▸ **What the exercise asks**
From the text of written questions to HM Treasury below, list every measure given as an example of support for businesses not eligible for the business rates holiday.

▸ **Given text**
-- Opening Marker --
Asked by: Darren Jones (Labour - Bristol North West)
Question to the HM Treasury:
To ask the Chancellor of the Exchequer, if he will take steps to allow local authorities to extend covid-19 business rates relief for 2020-21 tax year to English language centres.
Answered by Jesse Norman - Shadow Leader of the House of Commons
The Government has provided enhanced support to the retail, hospitality and leisure sectors through business rates relief given the direct and acute impacts of the COVID-19 pandemic on those sectors.
A range of further measures to support all businesses, including those not eligible for the business rates holiday, such as English language centres, has also been made available. For example, the Government has launched the Coronavirus Job Retention Scheme to help firms keep people in employment, the Coronavirus Business Interruption Loan Scheme offering loans of up to £5 million for SMEs, and is deferring VAT payments for this quarter.
The Government will consider any further financial assistance necessary to help businesses get through this period.
Asked by: Darren Jones (Labour - Bristol North West)
Question to the HM Treasury:
To ask the Chancellor of the Exchequer, if he will issue updated guidance on the makes and models of car-derived vans and combi-vans which HMRC defines as (a) cars and (b) vans for input tax deduction purposes.
Answered by Jesse Norman - Shadow Leader of the House of Commons
HM Revenue and Customs update the list of relevant vehicles upon receipt of a notification from manufacturers or sole concessionaires of new vehicles that qualify as car-derived vans and combi-vans for input tax deduction purposes. The current list was discussed with The Society of Motor Manufacturers and Traders trade body in April 2019 and to date no new notifications have been received.Asked by: Darren Jones (Labour - Bristol North West)
Question to the HM Treasury:
To ask the Chancellor of the Exchequer, what assessment he has made of the effect of climate change on the work of his Department; and what steps he is taking in response to that effect.
Answered by Simon Clarke
HM Treasury takes its environmental responsibilities very seriously. As you would expect, we are considering what further fiscal and other policy measures are needed to meet our 2050 net zero target.
HM Treasury’s Net Zero Review is looking into how the transition to a net zero economy will be funded, and where the costs will fall. The review will publish its findings in Autumn 2020.
Asked by: Darren Jones (Labour - Bristol North West)
Question to the HM Treasury:
To ask the Chancellor of the Exchequer, whether the Northern Ireland Executive will receive the full £1 billion extra funding agreed in the Confidence and Supply Agreement between the Conservative and Unionist Party and the Democratic Unionist Party during the last Parliament.
-- Closing Marker --
▸ **Extracted material**
-- Opening Marker --
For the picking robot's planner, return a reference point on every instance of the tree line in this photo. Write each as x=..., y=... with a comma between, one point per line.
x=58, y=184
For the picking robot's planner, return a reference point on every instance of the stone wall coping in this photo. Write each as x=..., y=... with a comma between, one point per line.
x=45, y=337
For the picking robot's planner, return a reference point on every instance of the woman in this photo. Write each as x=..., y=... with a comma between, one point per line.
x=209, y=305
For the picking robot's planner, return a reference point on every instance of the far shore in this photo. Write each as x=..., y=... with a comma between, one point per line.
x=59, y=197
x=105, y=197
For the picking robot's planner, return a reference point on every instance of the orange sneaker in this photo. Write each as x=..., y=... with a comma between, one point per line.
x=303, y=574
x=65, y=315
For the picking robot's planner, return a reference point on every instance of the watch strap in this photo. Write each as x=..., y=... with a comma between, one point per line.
-- Closing Marker --
▸ **Written reply**
- The Coronavirus Job Retention Scheme, to help firms keep people in employment
- The Coronavirus Business Interruption Loan Scheme, offering loans of up to £5 million for SMEs
- Deferral of VAT payments for this quarter